** START OF DOCUMENT SEGMENT **
This Day in June is a picture book written by Gayle E. Pitman, illustrated by Kristyna Litten, and published May 5, 2014 by Magination Press. The book follows a family as they attend a pride parade.

The book won the 2015 Stonewall Book Award for Children's and Young Adult Literature, and in 2018, it was the tenth-most banned and challenged book in the United States.

End notes 
In addition to the story portrayed in the book, This Day in June provides "[s]ubstantial endnotes [that] discuss each scene and provide context for the people and groups represented, along with parental tips for discussing gender and sexuality." Further, "a 'Note to Parents and Caregivers' offers suggestions for talking to various age levels of children about LGBT families."

Reception 
Publishers Weekly complimented the illustrations, stating, "Litten’s artwork that creates a sense of joyous excitement and showcases the diversity on display. Wisely, Litten only outlines the happy crowds and buildings in the background ..., saving color and detail for the marchers themselves."
** END OF DOCUMENT SEGMENT **
** START OF EXTRACTED MATERIAL **
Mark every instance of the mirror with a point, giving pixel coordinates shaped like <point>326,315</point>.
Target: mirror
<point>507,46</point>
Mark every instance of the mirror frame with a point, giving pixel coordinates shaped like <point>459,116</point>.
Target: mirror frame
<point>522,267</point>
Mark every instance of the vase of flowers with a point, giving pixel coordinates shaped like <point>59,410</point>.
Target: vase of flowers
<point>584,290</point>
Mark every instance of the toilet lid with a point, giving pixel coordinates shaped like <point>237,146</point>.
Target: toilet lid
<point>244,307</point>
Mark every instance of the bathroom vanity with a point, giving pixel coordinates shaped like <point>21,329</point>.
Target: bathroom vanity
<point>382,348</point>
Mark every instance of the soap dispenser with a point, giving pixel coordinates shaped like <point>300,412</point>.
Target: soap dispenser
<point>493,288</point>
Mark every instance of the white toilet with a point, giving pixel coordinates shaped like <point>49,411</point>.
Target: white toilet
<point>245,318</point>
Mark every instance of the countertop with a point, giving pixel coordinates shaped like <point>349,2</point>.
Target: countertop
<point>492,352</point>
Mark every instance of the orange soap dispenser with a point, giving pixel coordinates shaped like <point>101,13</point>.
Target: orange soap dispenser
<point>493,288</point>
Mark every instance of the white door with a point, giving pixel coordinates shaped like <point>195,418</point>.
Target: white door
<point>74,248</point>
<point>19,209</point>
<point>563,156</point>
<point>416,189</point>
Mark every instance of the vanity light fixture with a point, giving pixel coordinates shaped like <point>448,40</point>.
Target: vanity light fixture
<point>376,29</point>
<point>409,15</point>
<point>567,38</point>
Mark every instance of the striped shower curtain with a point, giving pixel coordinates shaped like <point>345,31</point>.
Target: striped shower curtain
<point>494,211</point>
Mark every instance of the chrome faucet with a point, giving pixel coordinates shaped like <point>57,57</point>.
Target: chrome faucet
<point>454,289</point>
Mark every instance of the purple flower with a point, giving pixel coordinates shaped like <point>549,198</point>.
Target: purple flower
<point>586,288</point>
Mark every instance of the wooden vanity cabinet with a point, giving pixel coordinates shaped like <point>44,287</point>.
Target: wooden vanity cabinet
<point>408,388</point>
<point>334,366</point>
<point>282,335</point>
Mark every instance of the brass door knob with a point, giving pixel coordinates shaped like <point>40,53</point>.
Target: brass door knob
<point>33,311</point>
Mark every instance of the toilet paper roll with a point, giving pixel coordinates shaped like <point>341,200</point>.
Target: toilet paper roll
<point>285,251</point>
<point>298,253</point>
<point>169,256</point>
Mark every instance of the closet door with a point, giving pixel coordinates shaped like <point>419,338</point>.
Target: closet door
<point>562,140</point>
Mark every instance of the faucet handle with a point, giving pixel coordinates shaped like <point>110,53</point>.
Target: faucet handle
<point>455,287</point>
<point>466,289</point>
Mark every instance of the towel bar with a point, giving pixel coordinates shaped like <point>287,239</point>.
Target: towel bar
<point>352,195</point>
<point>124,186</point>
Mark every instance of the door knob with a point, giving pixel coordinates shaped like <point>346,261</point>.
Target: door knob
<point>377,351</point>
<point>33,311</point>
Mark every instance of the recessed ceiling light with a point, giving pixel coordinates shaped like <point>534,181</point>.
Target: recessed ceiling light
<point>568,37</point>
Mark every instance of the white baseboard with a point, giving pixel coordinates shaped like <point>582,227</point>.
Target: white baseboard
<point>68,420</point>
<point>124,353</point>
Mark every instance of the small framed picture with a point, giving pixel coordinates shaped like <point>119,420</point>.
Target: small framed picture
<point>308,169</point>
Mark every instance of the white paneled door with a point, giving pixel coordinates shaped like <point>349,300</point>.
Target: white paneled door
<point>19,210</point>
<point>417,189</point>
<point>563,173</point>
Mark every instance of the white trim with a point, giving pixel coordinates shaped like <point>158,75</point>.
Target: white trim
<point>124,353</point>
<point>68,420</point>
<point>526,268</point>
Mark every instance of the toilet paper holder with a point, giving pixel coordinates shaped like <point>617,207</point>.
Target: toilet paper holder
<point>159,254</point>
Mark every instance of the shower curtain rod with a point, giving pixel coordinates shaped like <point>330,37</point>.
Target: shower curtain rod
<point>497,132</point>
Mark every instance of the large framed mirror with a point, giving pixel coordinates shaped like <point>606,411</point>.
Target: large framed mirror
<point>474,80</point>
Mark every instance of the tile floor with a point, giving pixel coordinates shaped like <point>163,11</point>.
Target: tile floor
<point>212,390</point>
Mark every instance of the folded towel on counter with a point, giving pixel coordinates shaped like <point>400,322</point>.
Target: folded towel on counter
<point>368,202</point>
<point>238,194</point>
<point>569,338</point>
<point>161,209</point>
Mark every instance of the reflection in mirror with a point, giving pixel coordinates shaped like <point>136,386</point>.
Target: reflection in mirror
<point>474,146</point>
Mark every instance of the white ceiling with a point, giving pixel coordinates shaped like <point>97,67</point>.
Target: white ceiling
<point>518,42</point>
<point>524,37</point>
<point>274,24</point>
** END OF EXTRACTED MATERIAL **
**TASK STATEMENT**: Copy the entire text about the picture book This Day in June word for word. The entries were taken from a separate source.

**FINISHED EXERCISE**:
This Day in June is a picture book written by Gayle E. Pitman, illustrated by Kristyna Litten, and published May 5, 2014 by Magination Press. The book follows a family as they attend a pride parade.

The book won the 2015 Stonewall Book Award for Children's and Young Adult Literature, and in 2018, it was the tenth-most banned and challenged book in the United States.

End notes 
In addition to the story portrayed in the book, This Day in June provides "[s]ubstantial endnotes [that] discuss each scene and provide context for the people and groups represented, along with parental tips for discussing gender and sexuality." Further, "a 'Note to Parents and Caregivers' offers suggestions for talking to various age levels of children about LGBT families."

Reception 
Publishers Weekly complimented the illustrations, stating, "Litten’s artwork that creates a sense of joyous excitement and showcases the diversity on display. Wisely, Litten only outlines the happy crowds and buildings in the background ..., saving color and detail for the marchers themselves."